---- Data

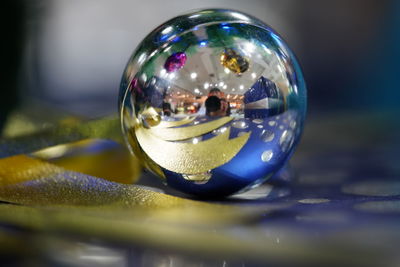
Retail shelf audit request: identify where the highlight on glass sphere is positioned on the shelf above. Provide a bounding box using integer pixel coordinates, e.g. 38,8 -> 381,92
119,9 -> 306,198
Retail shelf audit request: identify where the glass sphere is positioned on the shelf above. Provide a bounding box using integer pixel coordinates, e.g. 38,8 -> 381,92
119,9 -> 306,197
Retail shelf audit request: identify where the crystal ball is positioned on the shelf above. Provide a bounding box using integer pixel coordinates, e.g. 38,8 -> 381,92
119,9 -> 306,198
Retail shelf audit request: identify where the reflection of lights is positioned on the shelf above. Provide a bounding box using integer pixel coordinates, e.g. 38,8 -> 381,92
161,26 -> 172,34
231,12 -> 249,20
199,41 -> 207,46
149,49 -> 158,57
221,23 -> 231,30
244,43 -> 256,53
138,53 -> 146,64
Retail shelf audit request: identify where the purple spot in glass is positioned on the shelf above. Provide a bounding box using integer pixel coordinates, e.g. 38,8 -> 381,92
164,52 -> 186,72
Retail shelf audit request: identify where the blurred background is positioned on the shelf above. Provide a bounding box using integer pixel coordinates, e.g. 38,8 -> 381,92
0,0 -> 400,132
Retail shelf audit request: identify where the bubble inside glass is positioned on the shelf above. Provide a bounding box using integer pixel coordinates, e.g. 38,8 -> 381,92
119,9 -> 306,197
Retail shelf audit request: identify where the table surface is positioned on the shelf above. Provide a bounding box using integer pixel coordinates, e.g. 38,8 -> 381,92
0,109 -> 400,266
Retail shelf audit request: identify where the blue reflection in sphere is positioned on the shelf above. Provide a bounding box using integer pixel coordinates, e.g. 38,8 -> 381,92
119,9 -> 306,198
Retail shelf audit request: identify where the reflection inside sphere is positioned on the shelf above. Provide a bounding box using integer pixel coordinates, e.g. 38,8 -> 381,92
120,10 -> 306,195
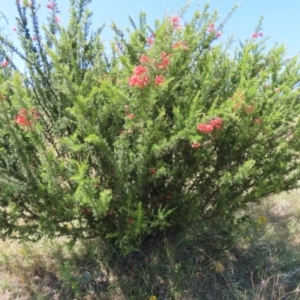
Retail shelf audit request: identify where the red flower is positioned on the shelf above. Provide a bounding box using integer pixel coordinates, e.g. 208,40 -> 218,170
15,116 -> 32,127
157,52 -> 170,69
209,118 -> 223,130
47,1 -> 54,9
147,36 -> 154,45
244,105 -> 254,114
155,75 -> 164,85
15,108 -> 41,129
150,168 -> 157,174
254,118 -> 262,124
129,66 -> 149,88
207,23 -> 216,33
216,31 -> 222,37
252,32 -> 263,39
1,60 -> 9,68
129,75 -> 149,88
191,142 -> 201,149
140,54 -> 150,64
128,218 -> 134,225
126,113 -> 135,120
172,41 -> 189,50
133,66 -> 148,76
170,16 -> 180,29
207,23 -> 222,38
197,123 -> 214,133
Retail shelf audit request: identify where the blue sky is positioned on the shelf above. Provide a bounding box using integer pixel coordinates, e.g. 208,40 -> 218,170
0,0 -> 300,55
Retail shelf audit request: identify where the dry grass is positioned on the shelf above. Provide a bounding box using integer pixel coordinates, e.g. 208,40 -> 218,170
0,191 -> 300,300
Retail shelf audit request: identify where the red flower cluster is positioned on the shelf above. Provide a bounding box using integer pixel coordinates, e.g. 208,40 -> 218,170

--------

Task description: Can you reproduce every one of the records above word for word, leaving the pictures out?

Result:
Retail shelf audit request: identify where the highlight on glass sphere is positioned on the shelf above. Provide a bounding box using integer pixel coordinates, e.g. 38,8 -> 381,92
119,9 -> 306,198
Retail shelf audit request: identify where the glass sphere is positioned on the shelf above. Provide a bounding box using integer pixel coordinates, e.g. 38,8 -> 381,92
119,9 -> 306,197
Retail shelf audit request: identify where the crystal ball is positioned on the shelf above. Provide a bounding box using integer pixel coordinates, e.g. 38,8 -> 381,92
119,9 -> 306,198
Retail shelf audit request: identify where the reflection of lights is positioned on the shelf above. Provide a bounding box using integer pixel coordinates, e.g. 38,8 -> 381,92
161,26 -> 172,34
231,12 -> 249,20
199,41 -> 207,46
149,49 -> 158,57
221,23 -> 231,30
244,43 -> 256,53
138,53 -> 146,64
Retail shelf audit request: identify where the purple spot in glass is positioned on the shelf above. Provide a bounding box using integer pixel coordinates, e.g. 38,8 -> 381,92
164,52 -> 186,72
Retail shelf audit request: identify where the blurred background is positioned on the shelf above. Provide a bounding box using integer pixel coordinates, e.g. 38,8 -> 381,92
0,0 -> 400,132
Retail shelf audit request: identify where the bubble inside glass is positioned on the shelf above. Provide a bounding box using integer pixel coordinates, e.g. 38,8 -> 381,92
119,9 -> 306,197
Retail shelf audit request: identify where the table surface is positioned on the shelf above. Provide a bounding box using integer pixel coordinates, e.g. 38,8 -> 381,92
0,109 -> 400,266
Retail shelf audit request: identify where the blue reflection in sphere is positioned on the shelf above. Provide a bounding box using integer pixel coordinates, e.g. 38,8 -> 381,92
119,9 -> 306,198
Retail shelf audit request: identify where the reflection inside sphere is positioned on the shelf above. Provide a bounding box using integer pixel coordinates, e.g. 38,8 -> 381,92
120,10 -> 306,195
Retail shelf audit request: identify where the red flower is positioned on the shelf above. Provide a bounding box using integer pixel coordinates, e.g. 208,40 -> 218,170
15,116 -> 32,127
157,52 -> 170,69
209,118 -> 223,130
47,1 -> 54,9
147,36 -> 154,45
244,105 -> 254,114
155,75 -> 164,85
15,108 -> 41,129
150,168 -> 157,174
254,118 -> 262,124
129,66 -> 149,88
207,23 -> 216,33
216,31 -> 222,37
252,32 -> 263,39
1,60 -> 9,68
129,75 -> 149,88
191,142 -> 201,149
140,54 -> 150,64
128,218 -> 134,225
126,113 -> 135,120
172,41 -> 189,50
133,66 -> 148,76
170,16 -> 180,29
207,23 -> 222,38
197,123 -> 214,133
Retail shelf audit request: identify where the blue sky is positioned on the shelf above. Provide a bounding box using integer pixel coordinates, e.g. 208,40 -> 218,170
0,0 -> 300,55
Retail shelf audit request: identify where the dry grass is positioned on the shelf above. Provide a bounding box using integer pixel coordinates, e.g. 208,40 -> 218,170
0,191 -> 300,300
Retail shelf audit request: identify where the red flower cluster is positioned on the shelf above. Provide a bounding box using integer pixel coordinates, e.g. 208,40 -> 218,170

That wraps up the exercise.